***** Text provided

For more information, see the “Employment and Training Administration, Department of Labor” link to the right.
The Form I-129 must include the following documents:
- Current copy of the Department of Labor’s acceptance of the filing of an attestation on Form ETA-9081, Attestation for H-1C Nonimmigrant Nurses
- Statement from the facility describing any limitation which the laws of the state or jurisdiction of intended employment place on your services
- Evidence that you are or will be authorized by a State Board of Nursing to engage in registered nurse practice in a state or U.S. territory or possession, and you are or will be practicing at a facility which provides health care services
- Evidence that you have passed the examination given by the Commission on Graduates of Foreign Nursing Schools (CGFNS), or have obtained a full and unrestricted (permanent) license to practice as a Registered Nurse in the state of intended employment or have obtained a full and unrestricted (permanent) license in any state or territory of the U.S. and received temporary authorization to practice as a Registered Nurse in the state of intended employment
- Evidence that you have obtained a full and unrestricted license to practice professional nursing in the country where you obtained nursing education or have received nursing education in the U.S.
- Evidence that you are fully qualified and eligible under the laws (including such temporary or interim licensing requirements which authorize you to be employed) governing the place of intended employment to practice as a Registered Nurse immediately upon admission to the U.S.

**********

## Problems to solve
1. Answer these questions from the text on H-1C nurse petitions.
(a) On which form is the attestation accepted by the Department of Labor filed?
(b) Whose examination may the nurse show evidence of having passed?
(c) What must the statement from the facility describe?
2. Extend the text on H-1C nurse petitions past its last line.

***** Given records

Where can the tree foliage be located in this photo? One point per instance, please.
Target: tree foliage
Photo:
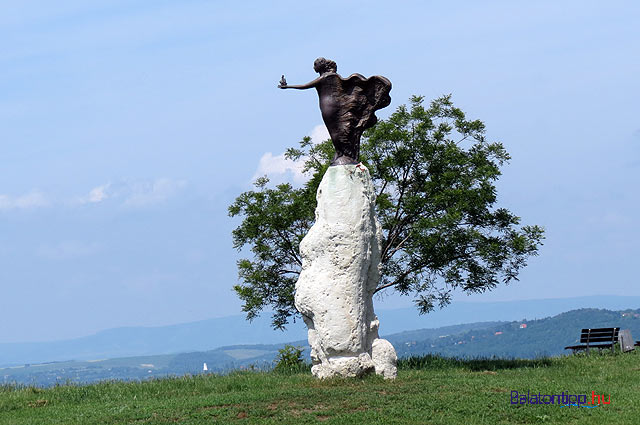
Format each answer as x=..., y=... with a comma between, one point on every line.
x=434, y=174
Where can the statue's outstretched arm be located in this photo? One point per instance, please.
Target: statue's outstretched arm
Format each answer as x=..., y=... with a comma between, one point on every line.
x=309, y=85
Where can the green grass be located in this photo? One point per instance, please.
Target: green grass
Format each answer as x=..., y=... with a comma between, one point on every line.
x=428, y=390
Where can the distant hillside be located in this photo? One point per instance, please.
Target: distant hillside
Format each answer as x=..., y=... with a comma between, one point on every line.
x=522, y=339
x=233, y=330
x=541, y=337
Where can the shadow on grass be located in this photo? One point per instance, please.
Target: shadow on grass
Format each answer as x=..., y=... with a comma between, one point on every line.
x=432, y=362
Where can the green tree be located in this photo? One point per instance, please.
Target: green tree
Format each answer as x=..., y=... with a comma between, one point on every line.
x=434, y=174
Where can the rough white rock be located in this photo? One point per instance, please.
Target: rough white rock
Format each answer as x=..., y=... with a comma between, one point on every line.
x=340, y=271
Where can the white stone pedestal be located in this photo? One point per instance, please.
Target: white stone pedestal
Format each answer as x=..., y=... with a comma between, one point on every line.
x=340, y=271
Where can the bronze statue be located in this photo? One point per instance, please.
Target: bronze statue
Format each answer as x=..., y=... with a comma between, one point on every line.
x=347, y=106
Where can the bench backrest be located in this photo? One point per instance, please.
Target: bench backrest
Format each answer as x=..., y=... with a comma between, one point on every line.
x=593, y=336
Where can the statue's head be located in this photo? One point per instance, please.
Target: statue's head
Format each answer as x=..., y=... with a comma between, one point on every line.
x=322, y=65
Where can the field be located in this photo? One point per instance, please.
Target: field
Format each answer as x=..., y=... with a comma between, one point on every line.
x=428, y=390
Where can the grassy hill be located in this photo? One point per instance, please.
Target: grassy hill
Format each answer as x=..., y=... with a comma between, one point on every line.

**********
***** Given records

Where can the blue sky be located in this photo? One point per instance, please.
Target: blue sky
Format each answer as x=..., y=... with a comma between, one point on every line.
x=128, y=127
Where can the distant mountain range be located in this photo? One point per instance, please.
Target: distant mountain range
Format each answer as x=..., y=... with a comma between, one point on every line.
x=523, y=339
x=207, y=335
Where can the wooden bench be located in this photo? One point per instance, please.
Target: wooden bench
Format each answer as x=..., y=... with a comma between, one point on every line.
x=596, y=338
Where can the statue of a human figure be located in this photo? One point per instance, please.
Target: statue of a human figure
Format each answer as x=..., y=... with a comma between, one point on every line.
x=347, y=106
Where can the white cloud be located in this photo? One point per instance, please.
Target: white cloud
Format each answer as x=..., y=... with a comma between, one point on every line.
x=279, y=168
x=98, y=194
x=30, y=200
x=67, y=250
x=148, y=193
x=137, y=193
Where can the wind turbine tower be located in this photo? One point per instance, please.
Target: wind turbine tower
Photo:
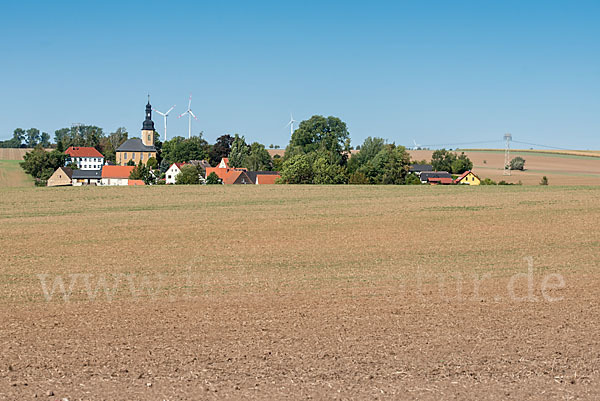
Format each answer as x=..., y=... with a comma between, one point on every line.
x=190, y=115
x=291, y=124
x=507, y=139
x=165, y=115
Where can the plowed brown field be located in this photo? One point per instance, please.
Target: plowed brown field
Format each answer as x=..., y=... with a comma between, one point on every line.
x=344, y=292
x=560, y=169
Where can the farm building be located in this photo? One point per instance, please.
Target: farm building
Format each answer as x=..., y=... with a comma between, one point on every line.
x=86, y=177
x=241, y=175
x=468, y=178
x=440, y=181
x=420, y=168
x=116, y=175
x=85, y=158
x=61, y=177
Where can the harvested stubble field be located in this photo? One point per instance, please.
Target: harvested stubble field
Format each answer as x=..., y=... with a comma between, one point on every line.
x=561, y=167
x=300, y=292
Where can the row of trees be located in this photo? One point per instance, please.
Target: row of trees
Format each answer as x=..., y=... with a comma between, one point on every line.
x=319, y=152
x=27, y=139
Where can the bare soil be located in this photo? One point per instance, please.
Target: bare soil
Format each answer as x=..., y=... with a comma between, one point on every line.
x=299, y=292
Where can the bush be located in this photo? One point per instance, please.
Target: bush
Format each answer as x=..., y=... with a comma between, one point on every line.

**********
***** Given records

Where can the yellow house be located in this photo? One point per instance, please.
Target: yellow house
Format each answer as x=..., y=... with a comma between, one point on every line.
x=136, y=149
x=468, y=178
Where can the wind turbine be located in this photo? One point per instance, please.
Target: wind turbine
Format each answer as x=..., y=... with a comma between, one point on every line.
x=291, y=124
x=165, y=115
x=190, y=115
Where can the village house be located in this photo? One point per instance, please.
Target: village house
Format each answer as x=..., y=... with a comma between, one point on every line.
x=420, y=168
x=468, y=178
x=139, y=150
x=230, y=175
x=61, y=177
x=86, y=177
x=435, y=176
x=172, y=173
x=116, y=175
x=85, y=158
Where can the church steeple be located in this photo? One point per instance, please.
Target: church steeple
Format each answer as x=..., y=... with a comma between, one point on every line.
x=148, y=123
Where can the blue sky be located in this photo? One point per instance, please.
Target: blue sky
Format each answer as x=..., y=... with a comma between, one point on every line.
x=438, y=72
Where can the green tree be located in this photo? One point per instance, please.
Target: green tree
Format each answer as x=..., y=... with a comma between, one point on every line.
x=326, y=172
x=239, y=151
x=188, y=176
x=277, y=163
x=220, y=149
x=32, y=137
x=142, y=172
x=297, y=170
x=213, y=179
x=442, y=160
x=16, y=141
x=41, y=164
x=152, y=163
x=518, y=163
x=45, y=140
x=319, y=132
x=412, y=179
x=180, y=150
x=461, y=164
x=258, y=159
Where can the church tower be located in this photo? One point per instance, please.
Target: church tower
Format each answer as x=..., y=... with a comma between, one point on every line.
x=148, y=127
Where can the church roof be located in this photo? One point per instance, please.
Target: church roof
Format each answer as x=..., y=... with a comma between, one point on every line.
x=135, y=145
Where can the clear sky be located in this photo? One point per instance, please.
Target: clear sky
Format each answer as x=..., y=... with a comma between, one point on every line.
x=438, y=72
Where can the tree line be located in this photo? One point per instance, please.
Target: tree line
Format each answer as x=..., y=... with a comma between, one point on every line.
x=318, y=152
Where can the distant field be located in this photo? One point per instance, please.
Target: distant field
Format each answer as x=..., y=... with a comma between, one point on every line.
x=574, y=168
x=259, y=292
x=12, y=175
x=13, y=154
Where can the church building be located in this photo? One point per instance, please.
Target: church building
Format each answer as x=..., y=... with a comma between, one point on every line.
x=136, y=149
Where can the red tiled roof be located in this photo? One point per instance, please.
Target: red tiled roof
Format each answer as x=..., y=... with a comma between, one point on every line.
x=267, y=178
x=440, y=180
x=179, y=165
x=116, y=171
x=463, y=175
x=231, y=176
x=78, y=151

**********

## Answers for the exercise
1.
(a) Form ETA-9081, Attestation for H-1C Nonimmigrant Nurses.
(b) The examination is given by the Commission on Graduates of Foreign Nursing Schools (CGFNS).
(c) It must describe any limitation that the laws of the state or jurisdiction of intended employment place on the nurse's services.

2.
Applying for a Visa at a U.S. Embassy or Consulate
If your Form I-129 is approved, we will send an approval notice on a Form I-797, Notice of Action, to your employer, who in turn will forward it to you. A Form I-797 approval notice may be used to apply for a nonimmigrant visa at a U.S. embassy or consulate.
Before applying for your visa, please check with the U.S. embassy or consulate where you will apply for their specific application requirements.
The following is required on the appointment date:
- Valid passport and evidence of all previously issued visas
- Original of Form I-797
- Form DS-156, Nonimmigrant Visa Application, completed and signed (see the “Form DS-156, Nonimmigrant Visa Application” link to the right)
- Passport valid for travel to the U.S. and with a validity date at least 6 months beyond your intended period of stay in the U.S
- Form DS-157, Supplemental Nonimmigrant Visa Application, which is required for all male nonimmigrant visa applicants between the ages of 16 and 45, regardless of nationality and regardless of where they apply (see the “Form DS-157, Supplemental Nonimmigrant Visa Application” link to the right)
- One 2”x2” photograph
Period of Stay/Extension of Stay
Initial Period of Stay
Extension of Stay
Up to 3 years
Total stay is limited to 3 years. An extension of stay to complete the 3 year period of admission may be granted. However, an extension of stay may not be granted to extend the period of admission beyond the initial 3 year period of time.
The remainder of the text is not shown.